## [Texte source]
# [Soft - Grub] Probleme de boot

## Keneda

Premierement bonjour  :Smile: 

je rencontre des probleme d'installe de la gentoo 1.4 je precise que je suis un debutant

mes lecteurs CD sont en scsi et le disqe sur lequel je voudrais installer la 1.4 est aussi en scsi

malheureusement je pense que le module de ma carte scsi ne se charge pas  :Sad:  ( une adaptec AHA2940 )

resultat j'ai pas axx au cd ni a ma partition pour installer la gentoo.

De plus ma carte reseau ne semble pas fonctionner ( je ne sais pas si cela est du a un conflit scsi reseau lors du boot )

ma carte reseau est une 3com905B

j'ai essayé lors du boot les parametres doscsi... mais sans succes  :Sad: 

ps: tout fonctionne bien sous xp.

Merci pour vos reponses.Last edited by Keneda on Fri Sep 26, 2003 9:37 pm; edited 9 times in total

----------

## spOOwn

tu dois compiler en dur ou en module , tes périphériques SCSI, pour la carte SCSI , cd SCSI , HD scsi... dans ton noyau, vérifie pour cela la documentation de tes périphériques pour trouver la référence exactes !!! 

Pour la carte SCSI 2940 , si je ne me trompe pas, ca doit etre le aic7xxx a compiler dans ton noyau, j'avais eu le meme probleme que toi, apres avoir compilé le module de ta carte SCSI, ta gentoo ne devrait plus avoir de problemes... sinon nous restons a ta dispotition bien sur   :Smile: 

PS : dans la doc d'instal de la gentoo, tu as deja le nom de ts ce que tu dois compiler pour du matériel SCSI, sauf pour la carte...

----------

## Keneda

oui pour le module scsi il me semblait bien que ds les versions precedentes de gentoo c'etait le module aic7xxx je retesterai ce soir

pas une idée pour le module de la carte reseau ?

----------

## yoyo

Pour la carte réseau, ça doit être le module "3c59x".

## [Données fournies]

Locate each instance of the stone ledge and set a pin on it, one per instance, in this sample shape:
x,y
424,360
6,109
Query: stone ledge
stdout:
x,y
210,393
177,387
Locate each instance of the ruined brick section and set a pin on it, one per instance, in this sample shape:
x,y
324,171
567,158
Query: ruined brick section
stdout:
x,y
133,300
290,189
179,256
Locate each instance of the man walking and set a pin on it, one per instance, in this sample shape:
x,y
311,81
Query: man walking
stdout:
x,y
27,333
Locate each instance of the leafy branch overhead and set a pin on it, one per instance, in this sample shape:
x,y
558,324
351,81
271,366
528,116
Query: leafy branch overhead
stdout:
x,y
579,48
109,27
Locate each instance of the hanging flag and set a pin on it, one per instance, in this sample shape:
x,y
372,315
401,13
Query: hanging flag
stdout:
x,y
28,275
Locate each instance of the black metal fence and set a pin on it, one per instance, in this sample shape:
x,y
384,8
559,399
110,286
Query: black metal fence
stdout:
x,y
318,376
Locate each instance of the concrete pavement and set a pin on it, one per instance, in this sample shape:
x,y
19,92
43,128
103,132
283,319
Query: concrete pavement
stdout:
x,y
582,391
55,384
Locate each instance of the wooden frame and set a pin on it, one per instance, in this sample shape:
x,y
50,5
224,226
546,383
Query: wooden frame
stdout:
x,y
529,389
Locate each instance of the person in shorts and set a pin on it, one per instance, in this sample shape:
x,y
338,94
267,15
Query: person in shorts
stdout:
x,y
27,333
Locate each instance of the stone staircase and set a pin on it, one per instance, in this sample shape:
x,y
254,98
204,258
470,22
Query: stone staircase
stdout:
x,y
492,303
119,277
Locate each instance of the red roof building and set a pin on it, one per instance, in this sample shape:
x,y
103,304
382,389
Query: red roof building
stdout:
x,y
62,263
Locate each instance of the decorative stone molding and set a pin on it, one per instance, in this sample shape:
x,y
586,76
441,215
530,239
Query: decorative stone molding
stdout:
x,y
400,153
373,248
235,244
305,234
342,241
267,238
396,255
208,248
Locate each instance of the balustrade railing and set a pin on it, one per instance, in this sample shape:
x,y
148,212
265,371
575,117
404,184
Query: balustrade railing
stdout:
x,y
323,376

## [Consignes]
a - Quels pseudonymes signent les messages de la discussion sur le problème de boot ? Citez chacun une seule fois.
b - Recopiez fidèlement le passage de la discussion sur le problème de boot qui va de « mes lecteurs CD » à « adaptec AHA2940 ) ».
c - Rédigez la suite de la discussion sur le problème de boot, à partir du dernier message affiché.
Les entrées constituent un ensemble à part, distinct de la discussion sur le problème de boot.

## [Réponses]
a - Keneda, spOOwn, yoyo

b -
mes lecteurs CD sont en scsi et le disqe sur lequel je voudrais installer la 1.4 est aussi en scsi

malheureusement je pense que le module de ma carte scsi ne se charge pas  :Sad:  ( une adaptec AHA2940 )

c -
Pour ta carte scsi, le module aic7xxx est utilisé pour "the 274x and 284x series".

Je te conseille donc d'inclure également le aic7xxx_old dans ton noyau puisque  *Quote:*   

> These include the 274x EISA cards; 284x VLB cards;2902, 2910, 293x, 294x, 394x, 3985 and several other PCI and                                            motherboard based SCSI controllers from Adaptec

 

Ne pas inclure le support de ta carte et de tes disques SCSI en module dans le noyau mais "en dur" car au démarrage ton noyau va avoir besoin d'aller sur ces disques pour pouvoir lancer ton linux et ses modules.

Le problème, c'est que si ton linux est sur du SCSI et que le noyau n'arrive pas à y accéder, il ne pourra pas aller chercher les modules qui lui permettrait d'y accéder ...

Donc, de la même façon, tu dois inclure "en dur" au moins le support des systèmes de fichiers de "/boot" et de "/" (ext2, ext3, reiser, xfs ...).

Car c'est bien de pouvoir accéder aux disques mais c'est mieux de pouvoir lire ce qu'il y a dessus   :Rolling Eyes:   (notamment les modules de tes cartes réseau, son, video ... qui ne sont pas indispensables au noyau pour démarrer)

----------

## Keneda

merci pour vos reponses  :Smile: 

----------

## Keneda

je me suis emballe trop vite  :Sad: 

le module de ma carte reseau ne peut etre trouvé

j'avoue que je suis pas mal perdu avec tous ces chemins

les modules pouvant etre chargé sont bien dans un repertoire qui devrait etre accessible de n'importe ou ?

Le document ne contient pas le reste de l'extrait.